Data provided:
★ ★ ★ ★ ★ ★ ★

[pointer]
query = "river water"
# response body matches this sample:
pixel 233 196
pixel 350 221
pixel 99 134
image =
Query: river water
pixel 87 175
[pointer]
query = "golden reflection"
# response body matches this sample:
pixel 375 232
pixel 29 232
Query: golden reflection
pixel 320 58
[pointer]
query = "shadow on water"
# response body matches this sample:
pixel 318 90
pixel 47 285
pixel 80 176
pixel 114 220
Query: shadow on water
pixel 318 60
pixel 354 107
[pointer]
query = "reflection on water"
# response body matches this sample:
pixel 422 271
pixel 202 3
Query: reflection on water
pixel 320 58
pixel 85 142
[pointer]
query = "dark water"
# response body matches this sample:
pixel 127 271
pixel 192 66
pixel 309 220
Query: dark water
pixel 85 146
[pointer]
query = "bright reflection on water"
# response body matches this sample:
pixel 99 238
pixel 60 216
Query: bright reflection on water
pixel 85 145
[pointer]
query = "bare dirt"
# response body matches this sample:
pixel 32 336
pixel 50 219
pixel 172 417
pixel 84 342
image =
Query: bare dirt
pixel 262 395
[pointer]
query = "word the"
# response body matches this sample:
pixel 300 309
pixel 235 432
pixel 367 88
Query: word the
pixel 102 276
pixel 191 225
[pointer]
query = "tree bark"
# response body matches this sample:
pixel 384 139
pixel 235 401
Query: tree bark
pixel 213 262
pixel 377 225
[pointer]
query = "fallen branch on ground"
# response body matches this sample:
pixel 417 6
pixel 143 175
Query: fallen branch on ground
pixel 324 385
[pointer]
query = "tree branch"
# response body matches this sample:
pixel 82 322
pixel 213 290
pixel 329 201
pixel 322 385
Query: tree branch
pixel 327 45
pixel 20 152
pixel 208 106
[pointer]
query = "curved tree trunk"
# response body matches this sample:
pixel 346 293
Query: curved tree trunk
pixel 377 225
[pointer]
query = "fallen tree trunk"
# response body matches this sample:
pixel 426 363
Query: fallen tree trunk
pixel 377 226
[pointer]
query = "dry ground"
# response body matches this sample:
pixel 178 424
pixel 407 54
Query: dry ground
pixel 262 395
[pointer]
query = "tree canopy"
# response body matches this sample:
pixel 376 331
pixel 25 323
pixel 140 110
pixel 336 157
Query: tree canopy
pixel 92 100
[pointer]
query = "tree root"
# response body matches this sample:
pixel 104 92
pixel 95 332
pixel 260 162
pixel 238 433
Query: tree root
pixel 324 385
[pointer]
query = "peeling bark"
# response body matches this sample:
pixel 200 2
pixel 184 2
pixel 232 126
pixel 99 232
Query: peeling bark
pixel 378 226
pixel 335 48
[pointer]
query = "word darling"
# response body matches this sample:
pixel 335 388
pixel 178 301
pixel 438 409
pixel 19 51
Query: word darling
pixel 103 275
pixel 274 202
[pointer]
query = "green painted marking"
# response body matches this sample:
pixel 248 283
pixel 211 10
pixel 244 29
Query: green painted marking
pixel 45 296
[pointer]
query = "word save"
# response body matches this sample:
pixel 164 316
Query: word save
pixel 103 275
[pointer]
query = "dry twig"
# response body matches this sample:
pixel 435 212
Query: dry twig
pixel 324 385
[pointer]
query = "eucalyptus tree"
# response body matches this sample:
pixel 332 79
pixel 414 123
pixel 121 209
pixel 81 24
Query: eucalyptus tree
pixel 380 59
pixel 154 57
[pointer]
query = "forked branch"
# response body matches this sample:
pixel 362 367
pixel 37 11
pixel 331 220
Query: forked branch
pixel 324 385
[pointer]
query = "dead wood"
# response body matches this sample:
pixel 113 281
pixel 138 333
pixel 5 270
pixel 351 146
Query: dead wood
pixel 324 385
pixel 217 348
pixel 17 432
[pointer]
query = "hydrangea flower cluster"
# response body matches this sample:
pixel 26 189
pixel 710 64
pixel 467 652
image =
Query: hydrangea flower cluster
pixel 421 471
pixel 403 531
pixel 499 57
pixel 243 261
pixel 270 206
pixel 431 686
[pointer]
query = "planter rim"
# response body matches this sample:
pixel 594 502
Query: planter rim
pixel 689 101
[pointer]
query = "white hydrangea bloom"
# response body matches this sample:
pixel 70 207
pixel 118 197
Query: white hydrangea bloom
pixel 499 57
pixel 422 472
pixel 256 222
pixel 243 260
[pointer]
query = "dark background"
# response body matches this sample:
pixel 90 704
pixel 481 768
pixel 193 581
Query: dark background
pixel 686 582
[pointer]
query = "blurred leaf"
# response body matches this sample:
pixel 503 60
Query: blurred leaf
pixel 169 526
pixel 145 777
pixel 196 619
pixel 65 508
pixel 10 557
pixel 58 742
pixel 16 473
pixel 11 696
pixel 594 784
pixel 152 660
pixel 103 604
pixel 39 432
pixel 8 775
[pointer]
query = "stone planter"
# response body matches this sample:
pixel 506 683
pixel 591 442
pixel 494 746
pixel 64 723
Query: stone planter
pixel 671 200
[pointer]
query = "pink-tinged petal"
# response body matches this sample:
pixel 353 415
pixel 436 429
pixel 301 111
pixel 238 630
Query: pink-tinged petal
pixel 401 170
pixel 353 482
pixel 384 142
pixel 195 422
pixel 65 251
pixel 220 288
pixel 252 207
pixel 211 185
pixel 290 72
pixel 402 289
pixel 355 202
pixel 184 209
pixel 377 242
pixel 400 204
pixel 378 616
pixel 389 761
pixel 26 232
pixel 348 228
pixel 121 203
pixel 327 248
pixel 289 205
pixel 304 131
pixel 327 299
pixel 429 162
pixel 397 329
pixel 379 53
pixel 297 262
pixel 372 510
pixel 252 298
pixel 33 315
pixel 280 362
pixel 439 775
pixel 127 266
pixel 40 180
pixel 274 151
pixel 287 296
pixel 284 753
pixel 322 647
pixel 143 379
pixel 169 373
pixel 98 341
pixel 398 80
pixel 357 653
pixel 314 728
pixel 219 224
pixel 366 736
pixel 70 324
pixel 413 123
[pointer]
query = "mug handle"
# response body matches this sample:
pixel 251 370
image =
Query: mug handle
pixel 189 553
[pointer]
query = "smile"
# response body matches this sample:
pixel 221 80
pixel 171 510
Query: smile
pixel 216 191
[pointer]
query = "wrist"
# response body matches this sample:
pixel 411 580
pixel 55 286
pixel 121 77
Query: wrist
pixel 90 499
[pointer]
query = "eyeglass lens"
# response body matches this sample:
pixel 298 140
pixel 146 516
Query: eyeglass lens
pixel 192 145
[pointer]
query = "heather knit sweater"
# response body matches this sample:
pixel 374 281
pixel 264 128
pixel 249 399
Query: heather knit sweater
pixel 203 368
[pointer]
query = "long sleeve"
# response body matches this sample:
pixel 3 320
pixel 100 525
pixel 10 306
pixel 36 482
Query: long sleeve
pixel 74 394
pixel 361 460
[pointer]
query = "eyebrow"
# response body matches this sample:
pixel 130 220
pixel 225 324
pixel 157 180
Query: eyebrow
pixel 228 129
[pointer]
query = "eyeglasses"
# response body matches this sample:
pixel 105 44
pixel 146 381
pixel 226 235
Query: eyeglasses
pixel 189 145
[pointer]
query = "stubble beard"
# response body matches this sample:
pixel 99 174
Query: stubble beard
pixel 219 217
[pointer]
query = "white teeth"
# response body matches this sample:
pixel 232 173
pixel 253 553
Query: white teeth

★ ★ ★ ★ ★ ★ ★

Your goal:
What is needed is a word-for-word copy of the records above, from the first line through the line that contains "pixel 407 54".

Response to the exercise:
[pointer]
query = "river water"
# response body matches this sample:
pixel 233 196
pixel 350 221
pixel 99 134
image =
Query: river water
pixel 87 175
[pointer]
query = "golden reflection"
# response body matches this sample:
pixel 375 232
pixel 29 232
Query: golden reflection
pixel 320 58
[pointer]
query = "shadow on water"
# response body matches this sample:
pixel 318 90
pixel 47 285
pixel 80 176
pixel 114 220
Query: shadow on water
pixel 318 60
pixel 354 107
[pointer]
query = "reflection on water"
# response body matches this sample:
pixel 422 271
pixel 202 3
Query: reflection on water
pixel 320 58
pixel 85 142
[pointer]
query = "dark water"
# response body matches this sample:
pixel 127 271
pixel 192 66
pixel 309 220
Query: dark water
pixel 85 146
[pointer]
query = "bright reflection on water"
# response body matches this sample:
pixel 99 238
pixel 60 216
Query: bright reflection on water
pixel 85 145
[pointer]
query = "bare dirt"
# response body matches this sample:
pixel 32 336
pixel 50 219
pixel 172 417
pixel 84 342
image =
Query: bare dirt
pixel 262 395
[pointer]
query = "word the"
# response body matches this sample:
pixel 300 309
pixel 235 432
pixel 367 88
Query: word the
pixel 102 276
pixel 191 225
[pointer]
query = "tree bark"
# response body matches this sample:
pixel 384 139
pixel 235 401
Query: tree bark
pixel 213 262
pixel 377 225
[pointer]
query = "fallen branch on ground"
# response body matches this sample:
pixel 417 6
pixel 143 175
Query: fallen branch on ground
pixel 324 385
[pointer]
query = "tree branch"
# response body matches this sample:
pixel 82 322
pixel 213 290
pixel 329 201
pixel 322 385
Query: tree branch
pixel 327 45
pixel 20 152
pixel 208 106
[pointer]
query = "curved tree trunk"
# response body matches this sample:
pixel 346 293
Query: curved tree trunk
pixel 377 225
[pointer]
query = "fallen tree trunk"
# response body matches this sample:
pixel 426 363
Query: fallen tree trunk
pixel 377 226
[pointer]
query = "dry ground"
# response body matches this sample:
pixel 178 424
pixel 407 54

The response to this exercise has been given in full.